● **SHORT EXERCISE**
Repeat exactly the lines of the listing from the line containing "request: draw the outline of every instance of the egg" through its last line, and nothing beyond them.

Dataset records:
::::::
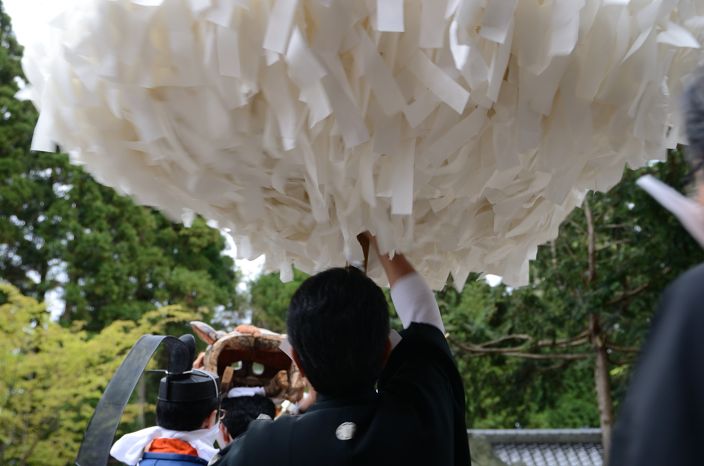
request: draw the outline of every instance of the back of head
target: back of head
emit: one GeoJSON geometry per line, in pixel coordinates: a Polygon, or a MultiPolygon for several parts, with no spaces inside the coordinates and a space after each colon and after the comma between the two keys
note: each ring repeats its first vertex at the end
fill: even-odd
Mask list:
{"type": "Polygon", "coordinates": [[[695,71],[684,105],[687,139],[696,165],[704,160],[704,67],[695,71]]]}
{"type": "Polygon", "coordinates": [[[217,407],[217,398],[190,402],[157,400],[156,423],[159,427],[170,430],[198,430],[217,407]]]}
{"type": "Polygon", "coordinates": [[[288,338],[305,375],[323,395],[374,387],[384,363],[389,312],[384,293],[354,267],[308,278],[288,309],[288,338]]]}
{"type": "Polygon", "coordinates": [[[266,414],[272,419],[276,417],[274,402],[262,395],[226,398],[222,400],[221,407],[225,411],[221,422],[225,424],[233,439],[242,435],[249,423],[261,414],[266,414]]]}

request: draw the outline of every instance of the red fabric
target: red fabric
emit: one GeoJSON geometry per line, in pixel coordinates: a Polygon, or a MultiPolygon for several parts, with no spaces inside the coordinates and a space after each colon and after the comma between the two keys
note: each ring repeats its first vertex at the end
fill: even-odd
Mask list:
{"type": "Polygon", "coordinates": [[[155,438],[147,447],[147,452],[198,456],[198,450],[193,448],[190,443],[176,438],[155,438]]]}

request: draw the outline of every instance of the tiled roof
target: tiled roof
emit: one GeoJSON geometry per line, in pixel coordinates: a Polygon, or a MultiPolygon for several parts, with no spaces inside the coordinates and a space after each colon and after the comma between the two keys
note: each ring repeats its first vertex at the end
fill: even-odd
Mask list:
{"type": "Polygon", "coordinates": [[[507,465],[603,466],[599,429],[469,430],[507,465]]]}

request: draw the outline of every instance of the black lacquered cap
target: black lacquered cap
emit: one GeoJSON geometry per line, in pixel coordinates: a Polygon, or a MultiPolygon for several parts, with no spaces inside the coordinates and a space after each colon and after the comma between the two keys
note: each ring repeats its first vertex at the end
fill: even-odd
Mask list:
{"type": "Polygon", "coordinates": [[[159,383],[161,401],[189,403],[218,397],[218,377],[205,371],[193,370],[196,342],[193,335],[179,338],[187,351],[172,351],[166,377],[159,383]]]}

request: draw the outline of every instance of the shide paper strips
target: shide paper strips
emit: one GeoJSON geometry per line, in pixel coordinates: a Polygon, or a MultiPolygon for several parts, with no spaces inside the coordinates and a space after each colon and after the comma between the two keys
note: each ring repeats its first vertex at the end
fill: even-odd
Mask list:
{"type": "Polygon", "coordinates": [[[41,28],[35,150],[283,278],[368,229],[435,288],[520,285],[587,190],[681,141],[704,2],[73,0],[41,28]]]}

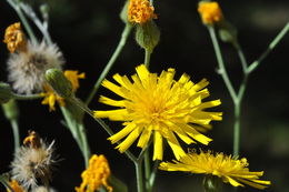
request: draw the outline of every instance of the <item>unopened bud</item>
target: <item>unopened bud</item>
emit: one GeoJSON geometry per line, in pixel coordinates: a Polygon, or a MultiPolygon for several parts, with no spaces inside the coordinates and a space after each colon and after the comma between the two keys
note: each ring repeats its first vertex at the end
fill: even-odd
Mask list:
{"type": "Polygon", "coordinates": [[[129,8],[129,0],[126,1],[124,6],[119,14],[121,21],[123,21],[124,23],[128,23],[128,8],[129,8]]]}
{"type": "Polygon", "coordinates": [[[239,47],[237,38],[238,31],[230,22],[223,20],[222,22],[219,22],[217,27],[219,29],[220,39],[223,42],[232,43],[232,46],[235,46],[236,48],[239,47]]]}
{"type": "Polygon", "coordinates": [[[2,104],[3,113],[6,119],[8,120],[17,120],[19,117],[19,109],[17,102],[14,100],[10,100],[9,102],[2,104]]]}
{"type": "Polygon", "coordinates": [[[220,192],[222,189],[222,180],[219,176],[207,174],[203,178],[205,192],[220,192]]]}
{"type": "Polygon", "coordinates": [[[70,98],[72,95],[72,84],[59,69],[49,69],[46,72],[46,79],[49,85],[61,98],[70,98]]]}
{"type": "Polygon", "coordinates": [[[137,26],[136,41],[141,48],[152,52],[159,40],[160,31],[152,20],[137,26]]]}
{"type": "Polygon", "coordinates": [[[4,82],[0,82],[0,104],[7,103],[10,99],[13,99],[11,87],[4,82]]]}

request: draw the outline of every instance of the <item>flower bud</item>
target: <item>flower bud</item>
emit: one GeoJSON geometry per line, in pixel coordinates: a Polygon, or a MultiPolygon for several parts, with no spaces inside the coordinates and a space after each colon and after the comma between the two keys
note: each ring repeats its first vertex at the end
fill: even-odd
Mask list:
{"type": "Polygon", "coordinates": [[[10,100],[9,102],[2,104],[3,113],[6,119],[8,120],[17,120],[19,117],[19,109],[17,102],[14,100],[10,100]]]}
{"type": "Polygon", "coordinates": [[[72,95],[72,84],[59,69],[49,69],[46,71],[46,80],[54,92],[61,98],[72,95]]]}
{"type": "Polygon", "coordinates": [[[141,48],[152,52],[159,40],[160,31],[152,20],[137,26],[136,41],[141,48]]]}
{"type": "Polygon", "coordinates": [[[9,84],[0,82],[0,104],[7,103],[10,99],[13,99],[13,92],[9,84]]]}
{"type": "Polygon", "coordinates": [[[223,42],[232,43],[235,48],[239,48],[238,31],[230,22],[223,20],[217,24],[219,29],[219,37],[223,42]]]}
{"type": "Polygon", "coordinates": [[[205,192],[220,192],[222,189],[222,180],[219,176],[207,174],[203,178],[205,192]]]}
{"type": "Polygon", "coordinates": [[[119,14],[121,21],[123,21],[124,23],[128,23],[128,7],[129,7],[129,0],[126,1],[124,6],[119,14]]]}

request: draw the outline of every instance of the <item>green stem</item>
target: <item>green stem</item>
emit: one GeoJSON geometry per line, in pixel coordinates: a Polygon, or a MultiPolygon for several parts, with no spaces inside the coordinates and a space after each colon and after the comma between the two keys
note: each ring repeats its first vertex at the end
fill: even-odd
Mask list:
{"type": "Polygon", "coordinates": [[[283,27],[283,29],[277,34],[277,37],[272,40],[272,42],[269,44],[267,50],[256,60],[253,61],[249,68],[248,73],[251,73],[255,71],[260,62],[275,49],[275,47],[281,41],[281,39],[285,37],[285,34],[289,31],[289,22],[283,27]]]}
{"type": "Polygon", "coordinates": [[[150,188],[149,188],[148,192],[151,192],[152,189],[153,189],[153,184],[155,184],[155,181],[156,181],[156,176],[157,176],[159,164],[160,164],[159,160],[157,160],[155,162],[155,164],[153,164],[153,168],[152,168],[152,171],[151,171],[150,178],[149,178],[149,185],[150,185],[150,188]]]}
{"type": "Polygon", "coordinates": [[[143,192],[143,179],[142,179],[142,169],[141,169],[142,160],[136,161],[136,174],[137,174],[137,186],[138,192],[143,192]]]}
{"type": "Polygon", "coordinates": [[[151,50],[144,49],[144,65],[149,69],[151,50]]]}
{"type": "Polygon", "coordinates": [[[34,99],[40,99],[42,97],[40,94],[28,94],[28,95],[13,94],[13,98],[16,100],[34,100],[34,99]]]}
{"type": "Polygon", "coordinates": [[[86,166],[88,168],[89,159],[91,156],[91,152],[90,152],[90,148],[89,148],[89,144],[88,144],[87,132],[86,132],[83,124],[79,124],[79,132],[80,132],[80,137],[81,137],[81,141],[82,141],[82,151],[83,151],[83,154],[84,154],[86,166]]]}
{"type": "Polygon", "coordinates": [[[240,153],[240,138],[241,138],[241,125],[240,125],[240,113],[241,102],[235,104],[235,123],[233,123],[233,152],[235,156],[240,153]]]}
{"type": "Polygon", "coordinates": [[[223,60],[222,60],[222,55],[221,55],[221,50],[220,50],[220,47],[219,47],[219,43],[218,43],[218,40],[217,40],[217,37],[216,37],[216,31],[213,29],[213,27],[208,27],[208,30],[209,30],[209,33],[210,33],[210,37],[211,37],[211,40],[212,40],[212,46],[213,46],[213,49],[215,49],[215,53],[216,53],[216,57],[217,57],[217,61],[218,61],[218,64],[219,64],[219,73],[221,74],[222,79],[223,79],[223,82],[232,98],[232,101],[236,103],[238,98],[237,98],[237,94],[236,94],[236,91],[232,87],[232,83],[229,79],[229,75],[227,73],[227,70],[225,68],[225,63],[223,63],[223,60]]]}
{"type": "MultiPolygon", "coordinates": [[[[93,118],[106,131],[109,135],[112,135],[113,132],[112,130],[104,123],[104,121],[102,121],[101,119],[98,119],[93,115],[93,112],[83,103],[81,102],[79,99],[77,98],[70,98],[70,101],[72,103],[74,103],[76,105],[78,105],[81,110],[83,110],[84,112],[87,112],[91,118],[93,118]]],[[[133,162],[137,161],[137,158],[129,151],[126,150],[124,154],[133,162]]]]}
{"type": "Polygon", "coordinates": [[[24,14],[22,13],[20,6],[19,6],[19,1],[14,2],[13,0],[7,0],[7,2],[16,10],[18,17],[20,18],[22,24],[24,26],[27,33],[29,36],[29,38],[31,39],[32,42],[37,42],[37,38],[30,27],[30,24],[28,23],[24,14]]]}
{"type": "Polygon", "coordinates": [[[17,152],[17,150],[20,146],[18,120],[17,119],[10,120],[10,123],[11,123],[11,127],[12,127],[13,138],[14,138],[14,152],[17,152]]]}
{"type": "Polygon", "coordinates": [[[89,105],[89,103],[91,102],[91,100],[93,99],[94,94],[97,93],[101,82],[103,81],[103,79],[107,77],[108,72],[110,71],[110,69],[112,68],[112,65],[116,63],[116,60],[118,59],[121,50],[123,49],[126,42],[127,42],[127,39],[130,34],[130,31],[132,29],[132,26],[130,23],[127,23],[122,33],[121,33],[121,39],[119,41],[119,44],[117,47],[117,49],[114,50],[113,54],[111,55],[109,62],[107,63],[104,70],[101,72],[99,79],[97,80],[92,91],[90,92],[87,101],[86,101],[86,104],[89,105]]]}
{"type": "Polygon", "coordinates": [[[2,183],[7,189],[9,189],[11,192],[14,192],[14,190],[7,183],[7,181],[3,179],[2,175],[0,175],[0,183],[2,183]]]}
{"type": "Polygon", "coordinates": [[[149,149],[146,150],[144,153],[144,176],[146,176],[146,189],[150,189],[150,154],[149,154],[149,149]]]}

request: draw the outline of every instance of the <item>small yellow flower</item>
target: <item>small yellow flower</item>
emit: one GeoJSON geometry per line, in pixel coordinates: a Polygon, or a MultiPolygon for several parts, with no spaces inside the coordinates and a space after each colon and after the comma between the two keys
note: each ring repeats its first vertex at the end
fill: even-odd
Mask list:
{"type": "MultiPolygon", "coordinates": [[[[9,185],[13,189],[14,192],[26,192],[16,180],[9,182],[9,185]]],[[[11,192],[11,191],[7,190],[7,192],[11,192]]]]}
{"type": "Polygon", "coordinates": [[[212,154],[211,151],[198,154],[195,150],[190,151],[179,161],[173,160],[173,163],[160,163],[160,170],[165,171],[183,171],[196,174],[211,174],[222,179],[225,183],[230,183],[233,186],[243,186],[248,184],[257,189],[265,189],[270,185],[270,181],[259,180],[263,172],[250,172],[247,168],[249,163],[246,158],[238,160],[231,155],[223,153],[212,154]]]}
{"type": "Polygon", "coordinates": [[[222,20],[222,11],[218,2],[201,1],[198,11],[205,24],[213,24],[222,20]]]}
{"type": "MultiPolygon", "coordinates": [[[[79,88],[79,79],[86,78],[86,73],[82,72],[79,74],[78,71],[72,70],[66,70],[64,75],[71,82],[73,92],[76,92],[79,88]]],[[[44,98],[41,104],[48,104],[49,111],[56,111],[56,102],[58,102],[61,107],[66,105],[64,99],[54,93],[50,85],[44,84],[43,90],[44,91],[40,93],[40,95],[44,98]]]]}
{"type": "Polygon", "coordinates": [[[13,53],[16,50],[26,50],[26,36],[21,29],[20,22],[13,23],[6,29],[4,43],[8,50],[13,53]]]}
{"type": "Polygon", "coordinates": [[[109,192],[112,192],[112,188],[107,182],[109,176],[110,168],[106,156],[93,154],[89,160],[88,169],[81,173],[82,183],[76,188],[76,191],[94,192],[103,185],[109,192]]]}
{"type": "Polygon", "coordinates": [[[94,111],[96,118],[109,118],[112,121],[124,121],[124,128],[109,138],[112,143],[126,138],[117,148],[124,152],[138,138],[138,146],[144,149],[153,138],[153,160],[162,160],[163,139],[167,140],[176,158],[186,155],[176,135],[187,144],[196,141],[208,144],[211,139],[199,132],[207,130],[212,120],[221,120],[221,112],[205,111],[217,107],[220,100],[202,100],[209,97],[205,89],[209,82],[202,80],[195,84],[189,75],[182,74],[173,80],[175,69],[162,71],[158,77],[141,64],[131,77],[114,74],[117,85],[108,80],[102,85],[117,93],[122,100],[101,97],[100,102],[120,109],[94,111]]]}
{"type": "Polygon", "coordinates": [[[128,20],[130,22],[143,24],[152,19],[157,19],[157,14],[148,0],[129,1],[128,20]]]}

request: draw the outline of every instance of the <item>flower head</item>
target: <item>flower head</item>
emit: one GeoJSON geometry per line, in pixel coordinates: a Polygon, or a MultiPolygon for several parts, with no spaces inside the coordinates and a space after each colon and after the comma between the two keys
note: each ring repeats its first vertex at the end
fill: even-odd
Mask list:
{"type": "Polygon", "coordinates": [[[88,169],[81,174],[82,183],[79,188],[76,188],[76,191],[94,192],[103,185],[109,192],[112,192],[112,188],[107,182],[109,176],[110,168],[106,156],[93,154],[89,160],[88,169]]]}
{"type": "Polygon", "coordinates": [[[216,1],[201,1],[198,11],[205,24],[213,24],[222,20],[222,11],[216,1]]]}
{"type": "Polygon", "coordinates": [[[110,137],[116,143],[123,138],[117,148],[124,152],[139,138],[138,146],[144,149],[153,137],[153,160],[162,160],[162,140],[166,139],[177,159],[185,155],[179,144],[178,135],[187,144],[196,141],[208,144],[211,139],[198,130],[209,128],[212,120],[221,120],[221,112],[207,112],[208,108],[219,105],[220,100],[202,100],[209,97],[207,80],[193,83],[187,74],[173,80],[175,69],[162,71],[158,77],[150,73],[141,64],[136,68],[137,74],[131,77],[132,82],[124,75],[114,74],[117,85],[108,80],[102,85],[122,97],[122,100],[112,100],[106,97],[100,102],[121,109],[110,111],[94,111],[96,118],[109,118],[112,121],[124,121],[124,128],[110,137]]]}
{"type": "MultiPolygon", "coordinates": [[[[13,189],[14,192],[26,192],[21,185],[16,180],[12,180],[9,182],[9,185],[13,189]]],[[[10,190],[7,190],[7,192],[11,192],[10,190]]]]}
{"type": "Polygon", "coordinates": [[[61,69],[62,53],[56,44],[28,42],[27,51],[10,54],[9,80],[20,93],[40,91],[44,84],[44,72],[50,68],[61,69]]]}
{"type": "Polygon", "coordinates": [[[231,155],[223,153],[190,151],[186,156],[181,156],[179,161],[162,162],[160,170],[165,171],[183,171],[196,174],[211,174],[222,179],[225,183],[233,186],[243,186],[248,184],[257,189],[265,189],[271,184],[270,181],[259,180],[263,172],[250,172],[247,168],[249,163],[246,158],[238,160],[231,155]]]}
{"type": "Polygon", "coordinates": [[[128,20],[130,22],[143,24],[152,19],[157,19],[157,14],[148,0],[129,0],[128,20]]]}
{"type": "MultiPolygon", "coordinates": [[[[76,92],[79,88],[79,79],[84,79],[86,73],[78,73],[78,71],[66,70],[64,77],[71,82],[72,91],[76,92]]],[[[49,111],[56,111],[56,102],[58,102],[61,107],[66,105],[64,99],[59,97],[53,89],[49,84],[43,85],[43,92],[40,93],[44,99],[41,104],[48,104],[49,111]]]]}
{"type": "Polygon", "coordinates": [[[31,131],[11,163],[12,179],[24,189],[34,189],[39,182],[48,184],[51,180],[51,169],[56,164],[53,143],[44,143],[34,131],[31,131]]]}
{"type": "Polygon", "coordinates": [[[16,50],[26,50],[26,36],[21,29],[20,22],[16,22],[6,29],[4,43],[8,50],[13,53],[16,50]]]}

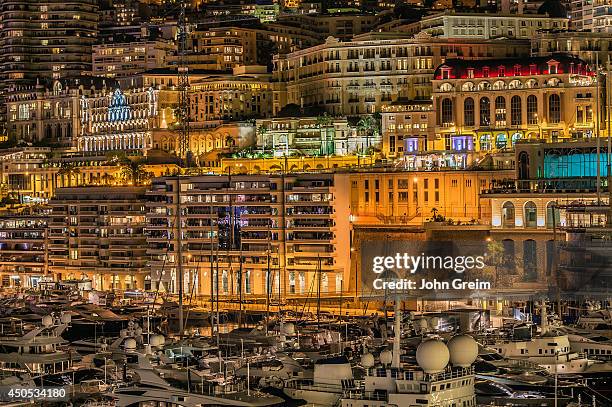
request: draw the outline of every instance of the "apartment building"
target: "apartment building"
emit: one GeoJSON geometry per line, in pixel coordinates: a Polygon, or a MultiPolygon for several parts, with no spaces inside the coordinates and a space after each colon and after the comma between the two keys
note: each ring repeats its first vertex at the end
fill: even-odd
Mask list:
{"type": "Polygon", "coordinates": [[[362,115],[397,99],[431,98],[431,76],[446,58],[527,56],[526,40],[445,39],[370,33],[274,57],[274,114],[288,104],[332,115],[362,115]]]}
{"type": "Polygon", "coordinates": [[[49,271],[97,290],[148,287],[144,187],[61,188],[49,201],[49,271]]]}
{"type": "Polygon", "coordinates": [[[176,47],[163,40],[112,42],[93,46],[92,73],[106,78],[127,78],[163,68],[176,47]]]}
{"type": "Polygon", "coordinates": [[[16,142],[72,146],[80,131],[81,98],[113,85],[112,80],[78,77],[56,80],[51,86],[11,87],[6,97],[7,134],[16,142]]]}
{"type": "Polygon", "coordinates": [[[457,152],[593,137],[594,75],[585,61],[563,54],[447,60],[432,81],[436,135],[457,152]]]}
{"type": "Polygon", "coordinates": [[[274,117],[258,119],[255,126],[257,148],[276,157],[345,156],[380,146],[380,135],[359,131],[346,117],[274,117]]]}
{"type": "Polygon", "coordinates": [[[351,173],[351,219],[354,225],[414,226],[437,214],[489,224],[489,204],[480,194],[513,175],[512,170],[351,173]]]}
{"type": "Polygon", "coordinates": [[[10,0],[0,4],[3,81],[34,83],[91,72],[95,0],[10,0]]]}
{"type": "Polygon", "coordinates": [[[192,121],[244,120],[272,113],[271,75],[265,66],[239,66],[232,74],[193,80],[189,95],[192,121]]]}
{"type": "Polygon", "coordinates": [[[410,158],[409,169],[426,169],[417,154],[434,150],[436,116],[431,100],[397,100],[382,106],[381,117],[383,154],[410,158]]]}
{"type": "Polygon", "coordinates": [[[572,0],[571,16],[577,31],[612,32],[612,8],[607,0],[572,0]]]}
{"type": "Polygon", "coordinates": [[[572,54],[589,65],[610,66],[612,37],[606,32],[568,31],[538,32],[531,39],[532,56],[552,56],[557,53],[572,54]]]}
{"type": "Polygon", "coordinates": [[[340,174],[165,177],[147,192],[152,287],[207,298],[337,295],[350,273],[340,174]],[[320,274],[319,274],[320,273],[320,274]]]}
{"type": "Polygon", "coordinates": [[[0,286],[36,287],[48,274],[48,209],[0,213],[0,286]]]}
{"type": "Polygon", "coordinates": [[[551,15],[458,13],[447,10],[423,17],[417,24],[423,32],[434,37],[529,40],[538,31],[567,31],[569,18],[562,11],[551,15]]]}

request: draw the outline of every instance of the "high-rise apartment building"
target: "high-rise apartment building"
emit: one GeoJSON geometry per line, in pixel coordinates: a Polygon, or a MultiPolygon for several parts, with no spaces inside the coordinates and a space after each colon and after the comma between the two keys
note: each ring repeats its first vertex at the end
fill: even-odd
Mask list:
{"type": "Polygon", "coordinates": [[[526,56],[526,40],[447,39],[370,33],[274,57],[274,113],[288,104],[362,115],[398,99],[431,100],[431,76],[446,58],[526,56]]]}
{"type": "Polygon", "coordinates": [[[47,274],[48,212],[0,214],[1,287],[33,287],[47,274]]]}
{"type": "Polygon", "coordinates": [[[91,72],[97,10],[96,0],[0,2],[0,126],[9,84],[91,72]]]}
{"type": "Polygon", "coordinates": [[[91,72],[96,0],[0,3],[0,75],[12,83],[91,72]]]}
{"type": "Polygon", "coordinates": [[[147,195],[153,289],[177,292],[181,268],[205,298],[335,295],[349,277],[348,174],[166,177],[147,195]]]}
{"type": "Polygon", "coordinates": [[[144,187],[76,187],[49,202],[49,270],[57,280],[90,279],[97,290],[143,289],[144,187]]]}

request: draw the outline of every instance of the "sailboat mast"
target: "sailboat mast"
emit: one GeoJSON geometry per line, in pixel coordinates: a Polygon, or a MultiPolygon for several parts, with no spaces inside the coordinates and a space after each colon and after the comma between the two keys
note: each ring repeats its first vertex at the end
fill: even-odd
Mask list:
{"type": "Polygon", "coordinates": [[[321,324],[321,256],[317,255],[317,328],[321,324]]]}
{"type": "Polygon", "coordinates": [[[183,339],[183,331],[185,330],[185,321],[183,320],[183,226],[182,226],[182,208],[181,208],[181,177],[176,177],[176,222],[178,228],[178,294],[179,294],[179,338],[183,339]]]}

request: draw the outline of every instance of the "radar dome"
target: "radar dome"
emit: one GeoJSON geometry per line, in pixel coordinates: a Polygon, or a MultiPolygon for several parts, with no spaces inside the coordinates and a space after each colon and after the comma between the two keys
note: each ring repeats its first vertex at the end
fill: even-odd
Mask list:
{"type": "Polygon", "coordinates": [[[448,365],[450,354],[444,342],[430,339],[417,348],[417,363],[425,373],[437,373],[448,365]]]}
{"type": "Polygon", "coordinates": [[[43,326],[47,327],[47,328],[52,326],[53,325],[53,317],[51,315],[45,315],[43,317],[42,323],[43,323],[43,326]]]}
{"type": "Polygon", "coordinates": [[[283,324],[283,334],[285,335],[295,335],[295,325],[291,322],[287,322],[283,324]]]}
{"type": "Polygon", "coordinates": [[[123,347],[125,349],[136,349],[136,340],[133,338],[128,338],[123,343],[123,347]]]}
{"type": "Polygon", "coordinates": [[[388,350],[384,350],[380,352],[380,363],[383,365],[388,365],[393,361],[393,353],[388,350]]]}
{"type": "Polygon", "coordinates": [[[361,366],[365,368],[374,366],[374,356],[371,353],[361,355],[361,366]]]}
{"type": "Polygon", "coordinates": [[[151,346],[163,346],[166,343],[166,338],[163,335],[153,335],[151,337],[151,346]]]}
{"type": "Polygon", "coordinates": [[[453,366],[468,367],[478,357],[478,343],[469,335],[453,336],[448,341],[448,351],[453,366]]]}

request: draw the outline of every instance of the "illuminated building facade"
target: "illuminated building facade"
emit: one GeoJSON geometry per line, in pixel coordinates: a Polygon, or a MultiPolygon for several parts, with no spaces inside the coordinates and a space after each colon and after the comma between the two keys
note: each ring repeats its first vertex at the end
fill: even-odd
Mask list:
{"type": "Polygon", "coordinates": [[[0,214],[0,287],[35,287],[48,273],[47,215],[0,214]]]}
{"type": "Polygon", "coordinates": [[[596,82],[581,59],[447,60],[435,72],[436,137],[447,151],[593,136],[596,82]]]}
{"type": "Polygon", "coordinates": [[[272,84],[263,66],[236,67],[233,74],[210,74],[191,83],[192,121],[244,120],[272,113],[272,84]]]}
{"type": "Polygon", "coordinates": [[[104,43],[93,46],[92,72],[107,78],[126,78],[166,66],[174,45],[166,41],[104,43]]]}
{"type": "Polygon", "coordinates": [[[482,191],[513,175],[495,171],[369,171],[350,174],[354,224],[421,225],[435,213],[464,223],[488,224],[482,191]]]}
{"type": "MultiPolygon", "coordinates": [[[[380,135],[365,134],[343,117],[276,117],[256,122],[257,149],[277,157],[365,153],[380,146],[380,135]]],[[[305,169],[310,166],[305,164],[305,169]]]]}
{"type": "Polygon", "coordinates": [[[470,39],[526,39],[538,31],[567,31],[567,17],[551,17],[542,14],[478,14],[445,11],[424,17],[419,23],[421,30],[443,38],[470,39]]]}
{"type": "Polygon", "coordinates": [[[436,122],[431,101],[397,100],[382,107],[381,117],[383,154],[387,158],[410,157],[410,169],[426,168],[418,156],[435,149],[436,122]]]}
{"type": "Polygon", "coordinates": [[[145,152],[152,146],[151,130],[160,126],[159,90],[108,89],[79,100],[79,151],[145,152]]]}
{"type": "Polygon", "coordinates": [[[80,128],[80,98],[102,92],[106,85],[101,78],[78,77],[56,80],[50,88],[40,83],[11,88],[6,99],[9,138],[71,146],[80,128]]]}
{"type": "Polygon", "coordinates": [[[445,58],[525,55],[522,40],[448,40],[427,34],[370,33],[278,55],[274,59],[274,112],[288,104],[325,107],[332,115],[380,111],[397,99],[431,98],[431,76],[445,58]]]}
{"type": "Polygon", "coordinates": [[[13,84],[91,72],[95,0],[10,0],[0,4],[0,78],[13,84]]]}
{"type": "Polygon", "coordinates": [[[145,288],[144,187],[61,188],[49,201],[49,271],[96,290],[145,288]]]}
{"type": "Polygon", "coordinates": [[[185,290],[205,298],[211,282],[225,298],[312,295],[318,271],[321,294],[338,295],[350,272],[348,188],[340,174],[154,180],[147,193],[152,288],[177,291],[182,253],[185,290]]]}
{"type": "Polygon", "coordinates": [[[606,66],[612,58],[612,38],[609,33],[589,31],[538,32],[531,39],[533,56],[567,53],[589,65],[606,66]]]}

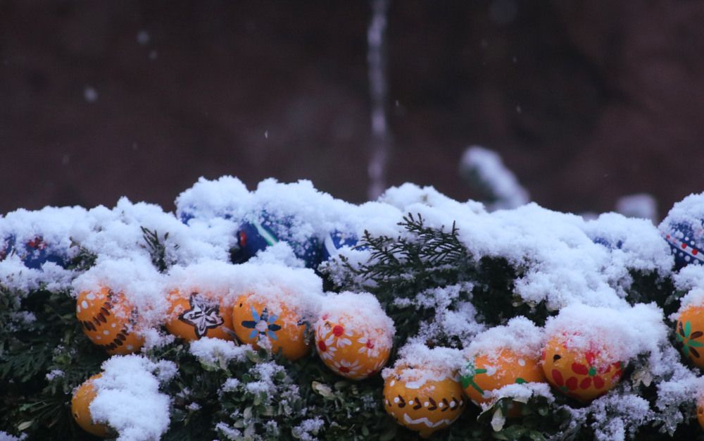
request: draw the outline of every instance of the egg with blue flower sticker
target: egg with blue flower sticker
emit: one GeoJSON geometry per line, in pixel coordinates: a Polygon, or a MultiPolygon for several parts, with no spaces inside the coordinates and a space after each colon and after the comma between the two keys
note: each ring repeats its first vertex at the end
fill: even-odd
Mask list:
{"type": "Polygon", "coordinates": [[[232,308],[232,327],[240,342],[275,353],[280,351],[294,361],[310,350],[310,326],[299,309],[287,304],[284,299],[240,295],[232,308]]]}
::::::
● **CORRECT OUTPUT**
request: draw the outline of every instance of the egg with blue flower sticker
target: egg with blue flower sticker
emit: one GeoJSON geometry per line, in pixel coordinates: a Polygon, or a MultiPolygon for several parts, with no spaces inside the coordinates and a space after each colon and after the comma between the two keys
note: each ring repeats its first vertex at the end
fill: even-odd
Mask list:
{"type": "Polygon", "coordinates": [[[232,308],[232,327],[240,342],[275,353],[280,351],[294,361],[310,350],[310,326],[299,309],[287,304],[284,299],[240,295],[232,308]]]}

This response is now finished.